(ACTIVITY) Scan the records below. List lines holding "woman".

---------- RECORDS FOR PROCESSING ----------

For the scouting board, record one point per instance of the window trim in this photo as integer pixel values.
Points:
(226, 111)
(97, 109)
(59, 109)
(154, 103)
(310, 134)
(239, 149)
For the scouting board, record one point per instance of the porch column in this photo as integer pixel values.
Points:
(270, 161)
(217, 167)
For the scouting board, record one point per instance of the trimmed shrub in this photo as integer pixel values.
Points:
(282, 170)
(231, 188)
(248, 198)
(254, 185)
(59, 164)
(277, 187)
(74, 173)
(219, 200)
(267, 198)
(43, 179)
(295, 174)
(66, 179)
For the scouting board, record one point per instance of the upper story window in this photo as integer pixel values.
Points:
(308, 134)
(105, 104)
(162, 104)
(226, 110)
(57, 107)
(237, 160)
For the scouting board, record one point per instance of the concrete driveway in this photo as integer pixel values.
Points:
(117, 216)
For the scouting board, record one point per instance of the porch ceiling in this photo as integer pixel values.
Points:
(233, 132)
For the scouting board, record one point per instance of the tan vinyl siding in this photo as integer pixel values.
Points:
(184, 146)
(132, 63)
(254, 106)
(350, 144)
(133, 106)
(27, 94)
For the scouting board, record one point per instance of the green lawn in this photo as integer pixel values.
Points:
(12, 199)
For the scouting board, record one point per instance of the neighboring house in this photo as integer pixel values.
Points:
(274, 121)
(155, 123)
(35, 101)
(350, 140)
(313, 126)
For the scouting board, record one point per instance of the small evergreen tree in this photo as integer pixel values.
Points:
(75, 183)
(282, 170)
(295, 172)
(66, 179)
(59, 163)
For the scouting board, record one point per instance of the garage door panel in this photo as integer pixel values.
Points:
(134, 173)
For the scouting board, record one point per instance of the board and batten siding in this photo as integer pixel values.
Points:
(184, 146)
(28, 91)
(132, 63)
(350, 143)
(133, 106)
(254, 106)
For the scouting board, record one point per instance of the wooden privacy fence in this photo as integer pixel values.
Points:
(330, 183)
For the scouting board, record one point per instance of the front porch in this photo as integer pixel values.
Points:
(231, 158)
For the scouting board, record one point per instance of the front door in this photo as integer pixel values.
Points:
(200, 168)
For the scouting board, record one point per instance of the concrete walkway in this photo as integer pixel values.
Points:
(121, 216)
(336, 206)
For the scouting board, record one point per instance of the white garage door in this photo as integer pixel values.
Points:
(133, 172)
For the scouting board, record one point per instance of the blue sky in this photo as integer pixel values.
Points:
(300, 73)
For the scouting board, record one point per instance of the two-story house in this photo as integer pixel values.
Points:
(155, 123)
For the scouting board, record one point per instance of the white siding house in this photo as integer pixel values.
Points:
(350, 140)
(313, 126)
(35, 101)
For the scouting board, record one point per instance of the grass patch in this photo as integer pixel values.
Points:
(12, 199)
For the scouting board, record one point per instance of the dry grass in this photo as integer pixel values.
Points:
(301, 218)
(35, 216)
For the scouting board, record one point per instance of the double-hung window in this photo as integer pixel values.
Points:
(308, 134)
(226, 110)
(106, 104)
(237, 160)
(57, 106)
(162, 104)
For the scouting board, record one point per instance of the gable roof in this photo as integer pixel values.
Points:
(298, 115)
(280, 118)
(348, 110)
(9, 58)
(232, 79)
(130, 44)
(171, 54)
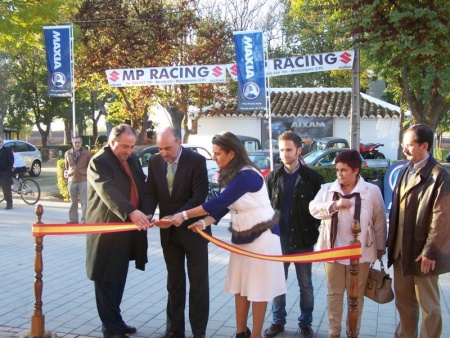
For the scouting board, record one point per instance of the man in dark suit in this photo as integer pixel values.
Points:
(6, 165)
(116, 193)
(177, 181)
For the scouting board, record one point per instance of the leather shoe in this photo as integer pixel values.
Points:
(129, 329)
(273, 330)
(172, 335)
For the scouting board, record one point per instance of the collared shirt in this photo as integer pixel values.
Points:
(415, 167)
(175, 163)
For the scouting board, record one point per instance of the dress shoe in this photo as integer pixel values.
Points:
(273, 330)
(129, 329)
(172, 335)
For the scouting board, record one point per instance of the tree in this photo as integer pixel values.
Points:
(405, 42)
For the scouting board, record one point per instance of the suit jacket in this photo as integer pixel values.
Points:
(304, 227)
(190, 189)
(426, 227)
(108, 254)
(6, 162)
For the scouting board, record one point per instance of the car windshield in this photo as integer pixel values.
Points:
(261, 160)
(311, 157)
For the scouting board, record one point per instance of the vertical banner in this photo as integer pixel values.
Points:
(250, 70)
(59, 56)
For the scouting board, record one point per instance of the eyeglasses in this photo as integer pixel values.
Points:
(409, 146)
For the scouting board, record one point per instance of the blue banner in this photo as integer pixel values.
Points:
(251, 70)
(59, 56)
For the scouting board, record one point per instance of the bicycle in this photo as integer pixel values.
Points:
(27, 188)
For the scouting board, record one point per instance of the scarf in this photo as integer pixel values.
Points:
(334, 218)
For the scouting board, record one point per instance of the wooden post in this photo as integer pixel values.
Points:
(352, 314)
(38, 319)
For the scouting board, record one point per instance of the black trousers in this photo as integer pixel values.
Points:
(175, 255)
(6, 187)
(108, 296)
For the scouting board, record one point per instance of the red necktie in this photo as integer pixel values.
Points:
(133, 191)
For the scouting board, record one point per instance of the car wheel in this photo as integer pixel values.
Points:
(35, 169)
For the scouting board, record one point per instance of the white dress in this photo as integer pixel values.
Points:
(257, 279)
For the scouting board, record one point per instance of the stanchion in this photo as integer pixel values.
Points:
(38, 319)
(352, 314)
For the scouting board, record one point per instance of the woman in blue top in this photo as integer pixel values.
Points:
(253, 228)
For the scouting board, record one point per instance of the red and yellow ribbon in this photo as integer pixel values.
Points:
(346, 252)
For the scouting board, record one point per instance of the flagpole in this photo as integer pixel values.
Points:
(72, 66)
(268, 107)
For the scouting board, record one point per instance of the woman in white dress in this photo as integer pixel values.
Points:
(254, 228)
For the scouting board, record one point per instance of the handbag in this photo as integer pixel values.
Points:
(379, 285)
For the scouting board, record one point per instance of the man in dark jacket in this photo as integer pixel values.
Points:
(116, 193)
(6, 165)
(177, 181)
(419, 235)
(291, 188)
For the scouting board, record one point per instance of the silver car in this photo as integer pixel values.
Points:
(30, 154)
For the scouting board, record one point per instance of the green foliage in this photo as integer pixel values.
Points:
(441, 154)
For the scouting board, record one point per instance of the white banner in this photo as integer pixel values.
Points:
(157, 76)
(310, 63)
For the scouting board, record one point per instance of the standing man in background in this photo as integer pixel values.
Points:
(419, 236)
(177, 181)
(76, 163)
(116, 193)
(291, 188)
(6, 165)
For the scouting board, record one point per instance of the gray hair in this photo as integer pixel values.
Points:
(119, 130)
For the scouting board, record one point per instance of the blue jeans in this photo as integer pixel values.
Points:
(304, 272)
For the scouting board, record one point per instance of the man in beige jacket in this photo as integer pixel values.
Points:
(76, 163)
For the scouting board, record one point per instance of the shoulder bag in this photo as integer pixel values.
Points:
(379, 285)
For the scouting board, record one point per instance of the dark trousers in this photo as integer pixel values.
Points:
(6, 187)
(108, 296)
(175, 255)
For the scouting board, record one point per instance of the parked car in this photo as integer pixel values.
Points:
(250, 143)
(325, 157)
(30, 154)
(328, 142)
(145, 154)
(262, 159)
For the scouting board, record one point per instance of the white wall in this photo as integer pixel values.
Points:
(373, 131)
(210, 126)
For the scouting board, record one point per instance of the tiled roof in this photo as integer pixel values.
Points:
(315, 102)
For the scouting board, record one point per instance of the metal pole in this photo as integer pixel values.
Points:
(268, 107)
(72, 63)
(356, 105)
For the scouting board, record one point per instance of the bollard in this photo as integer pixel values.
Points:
(352, 314)
(38, 319)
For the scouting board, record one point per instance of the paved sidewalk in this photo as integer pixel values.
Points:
(68, 296)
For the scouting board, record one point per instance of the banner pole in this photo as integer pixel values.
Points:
(72, 66)
(268, 106)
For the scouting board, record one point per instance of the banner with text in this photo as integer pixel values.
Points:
(217, 73)
(250, 70)
(57, 46)
(156, 76)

----------

(ANSWER BOX)
For the scouting board, record one point per instance of the woman in blue top in this photo as integer pixel values.
For the scouting board, record one point per instance of the woman in white dress in this photo as integer pixel values.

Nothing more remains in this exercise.